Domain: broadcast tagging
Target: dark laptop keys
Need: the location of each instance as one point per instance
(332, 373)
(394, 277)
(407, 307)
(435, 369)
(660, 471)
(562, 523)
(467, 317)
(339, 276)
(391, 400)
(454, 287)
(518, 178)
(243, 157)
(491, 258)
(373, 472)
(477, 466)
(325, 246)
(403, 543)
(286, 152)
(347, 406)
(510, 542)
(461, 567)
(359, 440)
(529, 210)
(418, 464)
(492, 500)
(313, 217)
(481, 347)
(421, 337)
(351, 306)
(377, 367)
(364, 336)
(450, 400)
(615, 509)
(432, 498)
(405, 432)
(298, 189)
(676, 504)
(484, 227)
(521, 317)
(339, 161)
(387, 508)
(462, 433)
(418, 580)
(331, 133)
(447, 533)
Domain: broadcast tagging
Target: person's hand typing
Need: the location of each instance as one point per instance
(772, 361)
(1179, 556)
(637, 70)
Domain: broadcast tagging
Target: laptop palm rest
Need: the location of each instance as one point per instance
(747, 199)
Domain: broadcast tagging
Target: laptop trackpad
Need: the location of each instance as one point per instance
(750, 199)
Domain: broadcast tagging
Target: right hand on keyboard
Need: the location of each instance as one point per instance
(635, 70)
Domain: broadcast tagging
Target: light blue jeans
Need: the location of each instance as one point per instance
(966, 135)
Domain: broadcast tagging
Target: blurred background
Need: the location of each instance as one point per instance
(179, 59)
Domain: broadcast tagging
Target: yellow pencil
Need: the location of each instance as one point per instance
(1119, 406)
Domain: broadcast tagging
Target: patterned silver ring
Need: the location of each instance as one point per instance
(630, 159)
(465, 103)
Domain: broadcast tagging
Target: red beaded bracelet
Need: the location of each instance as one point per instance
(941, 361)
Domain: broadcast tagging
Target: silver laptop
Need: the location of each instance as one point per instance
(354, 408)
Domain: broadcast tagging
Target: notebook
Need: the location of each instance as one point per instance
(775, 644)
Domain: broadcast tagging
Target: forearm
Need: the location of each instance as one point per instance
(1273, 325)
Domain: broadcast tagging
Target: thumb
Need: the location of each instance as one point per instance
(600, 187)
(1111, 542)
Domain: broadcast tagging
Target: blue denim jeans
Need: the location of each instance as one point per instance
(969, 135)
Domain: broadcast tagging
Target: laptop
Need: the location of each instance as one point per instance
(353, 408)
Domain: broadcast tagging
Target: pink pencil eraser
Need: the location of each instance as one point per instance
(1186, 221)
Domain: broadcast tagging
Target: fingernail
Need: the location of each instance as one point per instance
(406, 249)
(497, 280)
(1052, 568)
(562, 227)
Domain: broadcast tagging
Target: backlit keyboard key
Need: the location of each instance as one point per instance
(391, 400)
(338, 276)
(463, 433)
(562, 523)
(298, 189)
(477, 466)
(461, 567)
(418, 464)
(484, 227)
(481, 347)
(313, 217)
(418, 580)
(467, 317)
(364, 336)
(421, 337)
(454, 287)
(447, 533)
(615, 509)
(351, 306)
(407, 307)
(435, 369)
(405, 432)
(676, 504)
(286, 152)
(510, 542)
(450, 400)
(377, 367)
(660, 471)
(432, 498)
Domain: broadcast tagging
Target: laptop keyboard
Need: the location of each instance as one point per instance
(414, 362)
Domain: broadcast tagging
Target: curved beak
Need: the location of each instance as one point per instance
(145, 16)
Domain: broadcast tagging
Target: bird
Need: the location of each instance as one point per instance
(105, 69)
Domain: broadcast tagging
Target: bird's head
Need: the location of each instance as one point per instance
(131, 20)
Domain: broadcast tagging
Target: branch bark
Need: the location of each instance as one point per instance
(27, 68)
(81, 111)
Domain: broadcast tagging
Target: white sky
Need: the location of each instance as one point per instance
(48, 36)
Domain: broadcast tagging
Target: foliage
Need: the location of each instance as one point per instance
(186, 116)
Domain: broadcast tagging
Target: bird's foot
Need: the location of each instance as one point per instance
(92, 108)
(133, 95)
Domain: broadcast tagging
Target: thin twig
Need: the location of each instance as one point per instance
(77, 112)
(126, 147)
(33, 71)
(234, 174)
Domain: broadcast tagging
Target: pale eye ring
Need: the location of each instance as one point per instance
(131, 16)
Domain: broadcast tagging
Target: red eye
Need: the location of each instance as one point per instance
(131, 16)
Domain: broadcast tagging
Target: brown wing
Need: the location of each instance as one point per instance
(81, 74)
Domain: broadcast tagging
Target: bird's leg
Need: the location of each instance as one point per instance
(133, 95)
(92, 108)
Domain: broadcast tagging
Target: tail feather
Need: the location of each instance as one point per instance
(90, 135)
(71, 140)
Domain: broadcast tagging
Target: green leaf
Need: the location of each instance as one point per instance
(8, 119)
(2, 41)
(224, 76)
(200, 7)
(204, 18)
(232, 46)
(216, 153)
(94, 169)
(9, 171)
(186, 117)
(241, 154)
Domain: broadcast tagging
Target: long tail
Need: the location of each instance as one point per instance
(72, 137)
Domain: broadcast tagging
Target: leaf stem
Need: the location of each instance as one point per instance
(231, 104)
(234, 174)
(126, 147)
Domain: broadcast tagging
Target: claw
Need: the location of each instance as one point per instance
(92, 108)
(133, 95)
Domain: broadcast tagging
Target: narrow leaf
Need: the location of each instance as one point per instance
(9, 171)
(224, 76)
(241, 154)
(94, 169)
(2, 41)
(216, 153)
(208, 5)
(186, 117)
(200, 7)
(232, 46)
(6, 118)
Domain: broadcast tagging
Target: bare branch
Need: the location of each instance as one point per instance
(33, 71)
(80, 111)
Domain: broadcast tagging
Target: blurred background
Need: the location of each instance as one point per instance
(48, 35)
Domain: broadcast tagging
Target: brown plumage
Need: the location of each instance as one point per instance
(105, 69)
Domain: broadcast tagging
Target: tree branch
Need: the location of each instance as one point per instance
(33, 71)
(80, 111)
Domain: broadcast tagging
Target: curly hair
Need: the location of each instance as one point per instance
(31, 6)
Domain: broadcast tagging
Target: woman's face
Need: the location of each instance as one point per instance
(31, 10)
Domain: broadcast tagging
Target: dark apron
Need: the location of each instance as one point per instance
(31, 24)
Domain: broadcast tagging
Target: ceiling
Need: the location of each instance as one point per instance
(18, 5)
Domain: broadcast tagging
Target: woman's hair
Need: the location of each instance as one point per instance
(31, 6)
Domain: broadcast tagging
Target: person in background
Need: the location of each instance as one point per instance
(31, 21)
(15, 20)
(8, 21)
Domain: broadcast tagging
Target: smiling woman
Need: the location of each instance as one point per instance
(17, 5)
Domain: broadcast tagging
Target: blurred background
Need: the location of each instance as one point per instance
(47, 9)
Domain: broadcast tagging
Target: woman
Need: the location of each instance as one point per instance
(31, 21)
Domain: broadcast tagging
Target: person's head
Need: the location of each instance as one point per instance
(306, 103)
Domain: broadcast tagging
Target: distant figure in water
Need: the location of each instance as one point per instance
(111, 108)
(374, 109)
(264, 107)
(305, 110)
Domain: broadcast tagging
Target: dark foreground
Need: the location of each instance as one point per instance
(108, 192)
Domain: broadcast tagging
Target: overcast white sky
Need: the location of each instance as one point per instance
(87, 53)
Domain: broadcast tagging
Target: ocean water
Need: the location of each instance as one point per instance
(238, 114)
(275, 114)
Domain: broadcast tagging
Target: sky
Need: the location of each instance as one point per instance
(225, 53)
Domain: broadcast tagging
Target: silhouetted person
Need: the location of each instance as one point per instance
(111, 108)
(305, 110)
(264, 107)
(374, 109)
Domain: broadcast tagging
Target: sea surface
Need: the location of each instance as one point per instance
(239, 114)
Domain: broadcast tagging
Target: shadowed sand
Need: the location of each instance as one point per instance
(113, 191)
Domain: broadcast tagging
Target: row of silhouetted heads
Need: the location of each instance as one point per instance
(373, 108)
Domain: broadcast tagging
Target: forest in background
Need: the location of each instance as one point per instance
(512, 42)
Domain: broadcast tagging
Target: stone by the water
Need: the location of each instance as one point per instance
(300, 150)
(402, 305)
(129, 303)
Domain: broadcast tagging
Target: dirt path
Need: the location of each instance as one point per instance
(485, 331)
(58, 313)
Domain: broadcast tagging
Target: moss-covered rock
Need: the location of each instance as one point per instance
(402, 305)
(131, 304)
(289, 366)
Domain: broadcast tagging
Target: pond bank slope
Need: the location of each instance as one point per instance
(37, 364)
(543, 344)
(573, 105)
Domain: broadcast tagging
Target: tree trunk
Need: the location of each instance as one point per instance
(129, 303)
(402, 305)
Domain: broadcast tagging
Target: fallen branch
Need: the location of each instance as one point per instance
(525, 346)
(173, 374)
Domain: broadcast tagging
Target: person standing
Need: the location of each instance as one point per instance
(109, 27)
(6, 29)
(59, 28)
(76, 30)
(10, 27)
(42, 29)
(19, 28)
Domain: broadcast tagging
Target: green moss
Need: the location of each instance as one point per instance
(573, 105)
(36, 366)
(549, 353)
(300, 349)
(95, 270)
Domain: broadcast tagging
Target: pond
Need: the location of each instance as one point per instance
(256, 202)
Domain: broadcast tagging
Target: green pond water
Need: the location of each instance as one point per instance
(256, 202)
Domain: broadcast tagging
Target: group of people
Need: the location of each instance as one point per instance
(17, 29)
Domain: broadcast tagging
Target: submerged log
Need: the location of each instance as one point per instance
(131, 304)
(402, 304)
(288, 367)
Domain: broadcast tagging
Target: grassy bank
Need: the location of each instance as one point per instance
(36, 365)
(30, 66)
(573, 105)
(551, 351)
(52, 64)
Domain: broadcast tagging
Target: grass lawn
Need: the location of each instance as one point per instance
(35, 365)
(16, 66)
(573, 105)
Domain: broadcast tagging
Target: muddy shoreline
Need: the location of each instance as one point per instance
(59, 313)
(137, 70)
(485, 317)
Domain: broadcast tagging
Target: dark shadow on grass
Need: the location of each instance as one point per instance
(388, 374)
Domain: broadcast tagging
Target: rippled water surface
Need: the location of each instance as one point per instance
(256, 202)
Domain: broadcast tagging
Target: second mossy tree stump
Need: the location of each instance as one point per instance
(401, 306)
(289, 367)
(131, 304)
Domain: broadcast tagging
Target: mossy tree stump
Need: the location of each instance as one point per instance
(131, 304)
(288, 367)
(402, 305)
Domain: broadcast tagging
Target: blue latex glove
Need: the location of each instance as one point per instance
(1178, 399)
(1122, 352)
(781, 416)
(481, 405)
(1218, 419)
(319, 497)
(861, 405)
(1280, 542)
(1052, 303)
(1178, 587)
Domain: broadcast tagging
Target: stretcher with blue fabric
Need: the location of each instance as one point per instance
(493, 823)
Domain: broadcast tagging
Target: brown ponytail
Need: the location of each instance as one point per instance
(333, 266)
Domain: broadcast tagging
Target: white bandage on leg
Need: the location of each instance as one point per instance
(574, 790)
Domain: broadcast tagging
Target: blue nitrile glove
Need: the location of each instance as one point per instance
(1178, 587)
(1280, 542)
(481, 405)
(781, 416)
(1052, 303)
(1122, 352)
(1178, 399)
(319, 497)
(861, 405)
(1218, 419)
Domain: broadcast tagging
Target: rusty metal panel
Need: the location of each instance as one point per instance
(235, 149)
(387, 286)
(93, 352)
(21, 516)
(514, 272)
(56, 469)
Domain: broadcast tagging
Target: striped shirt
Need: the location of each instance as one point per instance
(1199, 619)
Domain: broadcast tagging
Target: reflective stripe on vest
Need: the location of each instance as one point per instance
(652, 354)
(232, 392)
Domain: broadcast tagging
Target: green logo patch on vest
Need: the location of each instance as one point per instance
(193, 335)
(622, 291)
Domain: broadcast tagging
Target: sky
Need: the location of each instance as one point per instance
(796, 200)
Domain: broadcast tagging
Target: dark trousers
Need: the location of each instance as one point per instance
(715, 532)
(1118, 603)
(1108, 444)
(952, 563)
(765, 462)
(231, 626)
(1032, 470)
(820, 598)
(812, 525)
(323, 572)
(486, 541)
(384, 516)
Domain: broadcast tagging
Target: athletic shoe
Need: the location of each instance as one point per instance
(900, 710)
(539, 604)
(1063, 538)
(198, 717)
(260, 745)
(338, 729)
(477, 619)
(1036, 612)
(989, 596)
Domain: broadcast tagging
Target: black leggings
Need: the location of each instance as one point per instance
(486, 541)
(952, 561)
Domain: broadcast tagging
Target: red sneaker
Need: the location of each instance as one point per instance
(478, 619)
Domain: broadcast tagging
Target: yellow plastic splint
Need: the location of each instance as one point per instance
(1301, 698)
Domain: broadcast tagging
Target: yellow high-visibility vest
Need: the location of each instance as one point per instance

> **What you will do**
Above are some records; copy exactly the lines from the one with "Target: distant figure in water" through the one with "Target: tree trunk", both included, and no others.

> **Exercise result**
Target: distant figure in water
Need: the location of each instance as one point per instance
(111, 108)
(374, 109)
(264, 107)
(305, 110)
Domain: broadcast tagging
Target: dark foreground
Need: the location of each instance as one point per instance
(108, 192)
Domain: broadcast tagging
Target: overcast white sky
Need: the location of each instance as one point per instance
(87, 53)
Domain: broadcast tagging
Target: ocean water
Need: the location of each instance as one point per instance
(238, 114)
(275, 114)
Domain: broadcast tagging
Target: sky
Need: the location of each instance as one point per instance
(225, 53)
Domain: broadcast tagging
Target: silhouetted person
Need: the location of each instance as one point per instance
(111, 108)
(305, 110)
(264, 107)
(374, 109)
Domain: broadcast tagging
Target: sea surface
Need: the location of each instance as one point per instance
(239, 114)
Domain: broadcast tagging
Target: shadowed sand
Need: the location of each instance as one point per instance
(113, 191)
Domain: broadcast tagging
Target: row of silhouetted heads
Need: the location of each instance as one point per instance
(373, 108)
Domain: broadcast tagging
Target: forest in background
Need: the location of each instance as one point per instance
(512, 42)
Domain: broadcast tagging
Target: stone by the water
Need: the location of each instance as one point per instance
(300, 150)
(402, 305)
(129, 303)
Domain: broadcast tagging
Target: dirt path
Need: the location of each instance as one point per instance
(485, 331)
(58, 313)
Domain: broadcast tagging
Target: moss-covered rock
Need: the location of each instance as one point per instance
(402, 305)
(131, 304)
(289, 366)
Domain: broadcast tagging
Target: pond bank slope
Need: the location of each instance as one point per instance
(37, 364)
(543, 344)
(573, 105)
Domain: broadcast tagging
Target: tree trunk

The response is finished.